▶ **Exercise instructions**
Copy out each of the rows below word for word, keeping every line as it is.

++++ Material for this task ++++

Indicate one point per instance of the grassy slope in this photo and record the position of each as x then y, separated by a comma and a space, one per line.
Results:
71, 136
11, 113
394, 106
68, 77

++++

▶ **Answer to this task**
Indicate one point per instance of the grassy slope in this photo and record the position of each as x then y, separated by a comma and a space, one per line.
Results:
71, 136
11, 113
394, 106
68, 77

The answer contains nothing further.